— START INFORMATION SHOWN —

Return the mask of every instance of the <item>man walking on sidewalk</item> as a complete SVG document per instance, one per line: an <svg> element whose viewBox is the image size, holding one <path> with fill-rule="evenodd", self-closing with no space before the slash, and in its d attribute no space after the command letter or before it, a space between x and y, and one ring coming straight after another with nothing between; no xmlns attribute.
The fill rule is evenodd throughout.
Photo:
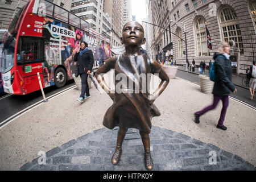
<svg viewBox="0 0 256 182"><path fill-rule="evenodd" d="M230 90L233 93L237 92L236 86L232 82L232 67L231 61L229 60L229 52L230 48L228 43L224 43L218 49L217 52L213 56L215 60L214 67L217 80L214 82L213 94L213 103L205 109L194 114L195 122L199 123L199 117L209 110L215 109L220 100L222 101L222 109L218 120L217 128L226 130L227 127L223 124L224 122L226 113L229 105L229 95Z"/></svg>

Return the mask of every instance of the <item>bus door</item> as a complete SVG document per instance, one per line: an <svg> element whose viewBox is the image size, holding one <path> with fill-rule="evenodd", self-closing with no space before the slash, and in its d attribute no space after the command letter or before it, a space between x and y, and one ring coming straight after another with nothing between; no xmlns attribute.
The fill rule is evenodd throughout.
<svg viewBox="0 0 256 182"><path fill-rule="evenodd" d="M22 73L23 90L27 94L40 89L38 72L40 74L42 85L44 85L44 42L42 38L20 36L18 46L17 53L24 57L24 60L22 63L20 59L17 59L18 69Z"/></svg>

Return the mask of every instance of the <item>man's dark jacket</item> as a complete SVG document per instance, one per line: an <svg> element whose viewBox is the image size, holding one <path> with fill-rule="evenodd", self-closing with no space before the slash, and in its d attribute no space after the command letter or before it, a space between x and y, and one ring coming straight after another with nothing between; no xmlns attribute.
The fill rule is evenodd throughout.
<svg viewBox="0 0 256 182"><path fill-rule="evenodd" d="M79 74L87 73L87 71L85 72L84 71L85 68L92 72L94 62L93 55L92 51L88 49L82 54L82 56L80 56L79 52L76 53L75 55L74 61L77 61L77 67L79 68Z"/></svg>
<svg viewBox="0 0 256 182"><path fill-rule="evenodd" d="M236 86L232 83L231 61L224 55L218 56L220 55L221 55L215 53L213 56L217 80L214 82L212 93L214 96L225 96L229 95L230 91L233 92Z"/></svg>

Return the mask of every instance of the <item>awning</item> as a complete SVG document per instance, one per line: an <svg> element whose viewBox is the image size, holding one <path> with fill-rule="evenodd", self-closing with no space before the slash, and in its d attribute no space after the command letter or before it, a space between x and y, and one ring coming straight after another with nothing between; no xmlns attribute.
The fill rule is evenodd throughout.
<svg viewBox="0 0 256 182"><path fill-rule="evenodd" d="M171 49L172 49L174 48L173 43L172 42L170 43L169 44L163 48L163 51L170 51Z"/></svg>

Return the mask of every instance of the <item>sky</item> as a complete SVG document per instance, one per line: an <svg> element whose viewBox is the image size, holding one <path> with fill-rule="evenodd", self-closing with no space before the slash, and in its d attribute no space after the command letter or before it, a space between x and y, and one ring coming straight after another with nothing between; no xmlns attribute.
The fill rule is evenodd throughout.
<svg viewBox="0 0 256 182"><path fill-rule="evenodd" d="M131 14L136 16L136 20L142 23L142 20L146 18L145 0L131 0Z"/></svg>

— END INFORMATION SHOWN —
— START INFORMATION SHOWN —

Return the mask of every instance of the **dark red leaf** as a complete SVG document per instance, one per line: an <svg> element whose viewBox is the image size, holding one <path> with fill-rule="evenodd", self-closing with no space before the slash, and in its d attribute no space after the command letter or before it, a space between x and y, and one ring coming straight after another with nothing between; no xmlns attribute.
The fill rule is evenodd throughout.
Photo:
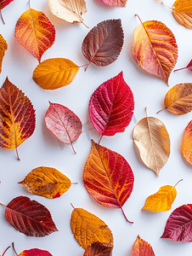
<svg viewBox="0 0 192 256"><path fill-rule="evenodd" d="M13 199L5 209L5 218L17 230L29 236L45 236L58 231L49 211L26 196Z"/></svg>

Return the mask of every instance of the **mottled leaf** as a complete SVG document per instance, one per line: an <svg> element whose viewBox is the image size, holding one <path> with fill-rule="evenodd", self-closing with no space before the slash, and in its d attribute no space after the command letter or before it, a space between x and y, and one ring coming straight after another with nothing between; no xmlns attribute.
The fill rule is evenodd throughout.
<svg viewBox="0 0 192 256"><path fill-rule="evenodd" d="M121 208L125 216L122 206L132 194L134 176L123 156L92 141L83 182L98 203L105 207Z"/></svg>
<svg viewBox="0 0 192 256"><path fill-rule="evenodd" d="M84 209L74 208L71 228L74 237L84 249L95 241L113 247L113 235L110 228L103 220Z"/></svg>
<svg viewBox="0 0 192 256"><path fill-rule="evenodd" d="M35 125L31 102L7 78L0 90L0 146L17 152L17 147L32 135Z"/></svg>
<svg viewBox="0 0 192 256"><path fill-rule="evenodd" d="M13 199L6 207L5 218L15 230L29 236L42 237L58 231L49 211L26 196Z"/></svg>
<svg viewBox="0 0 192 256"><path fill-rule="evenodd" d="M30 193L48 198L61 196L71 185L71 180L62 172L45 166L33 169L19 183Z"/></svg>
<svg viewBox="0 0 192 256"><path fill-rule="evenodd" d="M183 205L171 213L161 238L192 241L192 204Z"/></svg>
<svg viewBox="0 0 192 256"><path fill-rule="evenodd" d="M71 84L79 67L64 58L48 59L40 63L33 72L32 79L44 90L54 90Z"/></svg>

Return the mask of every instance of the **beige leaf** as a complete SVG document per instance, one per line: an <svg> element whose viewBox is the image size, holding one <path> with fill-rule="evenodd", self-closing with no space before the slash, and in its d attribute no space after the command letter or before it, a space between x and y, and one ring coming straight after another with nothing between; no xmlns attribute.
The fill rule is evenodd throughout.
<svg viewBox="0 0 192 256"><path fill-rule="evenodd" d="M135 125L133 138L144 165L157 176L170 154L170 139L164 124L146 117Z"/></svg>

— END INFORMATION SHOWN —

WRITTEN REQUEST - Copy out the material word for word, from the line with "Return the mask of every instance of the **mottled" up to and including the line with "208L125 216L122 206L132".

WRITTEN REPLY -
Return the mask of every instance of the **mottled leaf** as a complete SVG document per instance, one per line: an <svg> element whose viewBox is the image size, holding one <path> with fill-rule="evenodd", self-closing with no space before the slash, and in its d attribute no space after the command letter or before it, a space between x and y, and one ring coming straight after another with nothing between; no xmlns attribute.
The fill rule is evenodd throughout.
<svg viewBox="0 0 192 256"><path fill-rule="evenodd" d="M121 208L125 216L122 206L132 194L134 176L123 156L92 141L83 182L98 203L105 207Z"/></svg>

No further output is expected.